Can you turn the lines below into a numbered list, starting at the first line and ending at the line that contains "point(193, 264)", with blank lines dropped and the pictures left out?

--- Start Information supplied ---

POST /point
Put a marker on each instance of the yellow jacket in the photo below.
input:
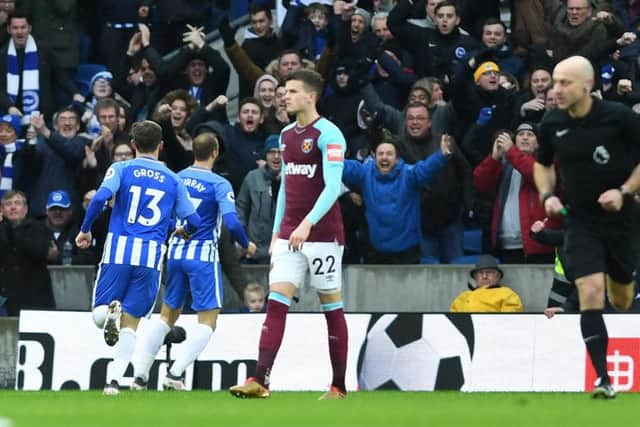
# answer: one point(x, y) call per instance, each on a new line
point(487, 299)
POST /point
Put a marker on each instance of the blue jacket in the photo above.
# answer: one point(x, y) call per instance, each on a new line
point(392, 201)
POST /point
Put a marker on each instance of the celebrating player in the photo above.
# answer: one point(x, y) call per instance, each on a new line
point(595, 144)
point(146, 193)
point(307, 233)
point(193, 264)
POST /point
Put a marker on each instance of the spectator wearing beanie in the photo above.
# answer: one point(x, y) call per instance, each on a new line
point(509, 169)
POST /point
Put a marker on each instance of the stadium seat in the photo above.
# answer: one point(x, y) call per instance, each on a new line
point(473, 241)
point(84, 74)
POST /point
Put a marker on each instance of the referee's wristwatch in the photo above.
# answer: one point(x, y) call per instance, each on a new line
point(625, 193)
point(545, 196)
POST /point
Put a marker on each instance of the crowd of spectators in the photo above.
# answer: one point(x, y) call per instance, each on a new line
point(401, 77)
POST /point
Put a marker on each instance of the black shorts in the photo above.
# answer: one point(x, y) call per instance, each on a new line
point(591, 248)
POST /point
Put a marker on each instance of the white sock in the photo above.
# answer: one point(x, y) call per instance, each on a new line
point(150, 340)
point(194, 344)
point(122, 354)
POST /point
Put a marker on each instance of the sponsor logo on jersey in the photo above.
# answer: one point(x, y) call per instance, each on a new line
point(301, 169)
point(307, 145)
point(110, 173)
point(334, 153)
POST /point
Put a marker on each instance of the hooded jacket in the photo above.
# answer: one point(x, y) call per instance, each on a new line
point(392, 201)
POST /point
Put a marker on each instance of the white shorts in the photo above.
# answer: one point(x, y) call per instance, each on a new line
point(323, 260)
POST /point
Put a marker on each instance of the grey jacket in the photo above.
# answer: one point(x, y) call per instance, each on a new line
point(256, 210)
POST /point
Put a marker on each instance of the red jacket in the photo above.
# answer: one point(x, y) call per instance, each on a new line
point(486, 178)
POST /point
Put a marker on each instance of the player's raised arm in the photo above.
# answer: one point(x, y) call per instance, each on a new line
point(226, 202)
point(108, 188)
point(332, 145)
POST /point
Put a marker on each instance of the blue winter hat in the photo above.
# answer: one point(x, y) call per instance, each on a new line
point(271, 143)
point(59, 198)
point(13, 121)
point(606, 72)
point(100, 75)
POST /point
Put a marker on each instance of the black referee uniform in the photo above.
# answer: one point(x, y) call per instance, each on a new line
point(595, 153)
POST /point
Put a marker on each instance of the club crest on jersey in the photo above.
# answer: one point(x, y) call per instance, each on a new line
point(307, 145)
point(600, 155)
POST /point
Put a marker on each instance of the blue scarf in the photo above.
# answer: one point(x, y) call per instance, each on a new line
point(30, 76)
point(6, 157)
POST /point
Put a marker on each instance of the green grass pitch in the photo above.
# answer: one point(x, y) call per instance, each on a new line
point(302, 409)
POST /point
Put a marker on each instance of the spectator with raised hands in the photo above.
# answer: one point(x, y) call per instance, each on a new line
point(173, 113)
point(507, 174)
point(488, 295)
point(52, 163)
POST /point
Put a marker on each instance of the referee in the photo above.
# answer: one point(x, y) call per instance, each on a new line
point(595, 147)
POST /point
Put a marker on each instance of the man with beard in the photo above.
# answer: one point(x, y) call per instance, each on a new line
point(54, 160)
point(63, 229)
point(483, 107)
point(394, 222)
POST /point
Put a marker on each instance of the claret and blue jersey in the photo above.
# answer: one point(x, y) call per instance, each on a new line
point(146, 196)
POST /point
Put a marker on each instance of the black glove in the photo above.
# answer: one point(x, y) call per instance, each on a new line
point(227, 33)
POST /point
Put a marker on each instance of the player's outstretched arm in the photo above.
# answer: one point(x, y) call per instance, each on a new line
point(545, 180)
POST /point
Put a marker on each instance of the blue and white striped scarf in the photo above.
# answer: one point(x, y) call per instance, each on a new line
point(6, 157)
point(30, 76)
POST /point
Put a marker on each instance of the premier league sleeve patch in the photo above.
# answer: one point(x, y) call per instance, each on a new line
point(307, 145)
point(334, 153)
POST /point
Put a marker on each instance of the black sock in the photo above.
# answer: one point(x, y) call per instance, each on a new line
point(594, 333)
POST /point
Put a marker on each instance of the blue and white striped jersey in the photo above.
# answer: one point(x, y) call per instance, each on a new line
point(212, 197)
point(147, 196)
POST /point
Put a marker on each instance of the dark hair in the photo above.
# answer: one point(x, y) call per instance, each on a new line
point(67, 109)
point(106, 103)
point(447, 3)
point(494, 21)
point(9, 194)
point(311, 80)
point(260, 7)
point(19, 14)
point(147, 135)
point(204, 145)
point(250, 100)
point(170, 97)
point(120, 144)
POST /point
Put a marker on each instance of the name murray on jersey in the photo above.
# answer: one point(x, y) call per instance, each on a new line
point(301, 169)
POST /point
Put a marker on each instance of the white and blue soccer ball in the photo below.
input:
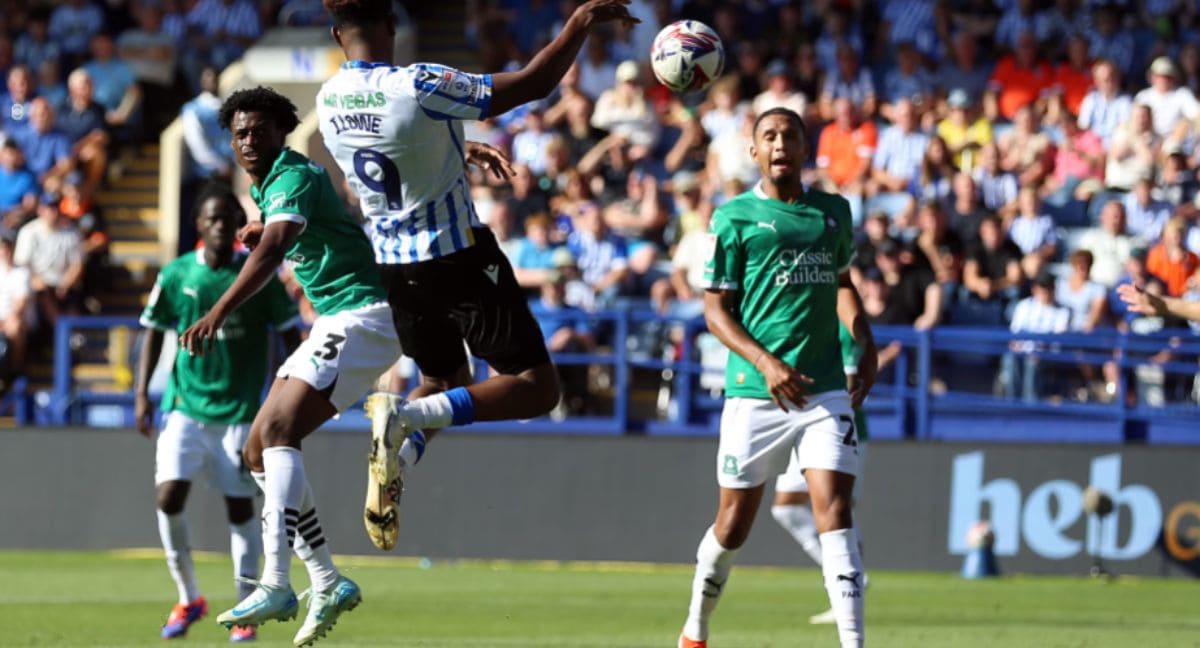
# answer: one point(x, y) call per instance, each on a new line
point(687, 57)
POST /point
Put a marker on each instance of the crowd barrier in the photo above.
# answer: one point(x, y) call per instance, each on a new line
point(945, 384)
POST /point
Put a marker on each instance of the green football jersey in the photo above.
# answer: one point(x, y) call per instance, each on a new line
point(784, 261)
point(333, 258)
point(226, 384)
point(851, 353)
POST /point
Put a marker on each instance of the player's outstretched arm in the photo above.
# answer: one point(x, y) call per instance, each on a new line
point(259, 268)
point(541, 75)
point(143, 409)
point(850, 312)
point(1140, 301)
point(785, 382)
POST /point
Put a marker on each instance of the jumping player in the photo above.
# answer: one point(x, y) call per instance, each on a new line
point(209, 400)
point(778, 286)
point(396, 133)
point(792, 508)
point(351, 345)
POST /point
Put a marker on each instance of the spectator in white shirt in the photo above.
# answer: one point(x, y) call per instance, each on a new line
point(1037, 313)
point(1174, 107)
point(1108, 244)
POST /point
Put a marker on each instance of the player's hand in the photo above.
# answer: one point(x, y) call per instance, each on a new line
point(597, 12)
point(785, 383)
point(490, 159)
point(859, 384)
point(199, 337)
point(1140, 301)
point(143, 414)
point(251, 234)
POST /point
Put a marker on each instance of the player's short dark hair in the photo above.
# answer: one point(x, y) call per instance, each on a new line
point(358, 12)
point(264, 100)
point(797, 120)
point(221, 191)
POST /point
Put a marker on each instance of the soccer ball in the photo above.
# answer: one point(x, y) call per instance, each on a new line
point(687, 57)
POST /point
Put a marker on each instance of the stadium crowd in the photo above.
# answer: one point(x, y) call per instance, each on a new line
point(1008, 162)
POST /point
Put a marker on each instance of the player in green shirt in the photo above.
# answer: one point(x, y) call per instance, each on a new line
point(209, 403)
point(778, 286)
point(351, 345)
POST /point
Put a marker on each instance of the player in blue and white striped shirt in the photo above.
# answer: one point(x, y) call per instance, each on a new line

--- End Information supplied ---

§ Correct answer
1. POST /point
2. Put a marker on each instance of the yellow jacket in the photo below.
3. input:
4. # answer: one point(x, y) call per instance, each on a new line
5. point(487, 299)
6. POST /point
7. Put a marker on each instance of the blue jacket in the photo above.
8. # answer: one point(x, y) call per instance, each on a new line
9. point(392, 201)
10. POST /point
11. Put a marker on each instance of the celebrating player in the photo above.
12. # answer: one point(x, y) call per instance, each on a new line
13. point(595, 144)
14. point(146, 193)
15. point(307, 233)
16. point(193, 264)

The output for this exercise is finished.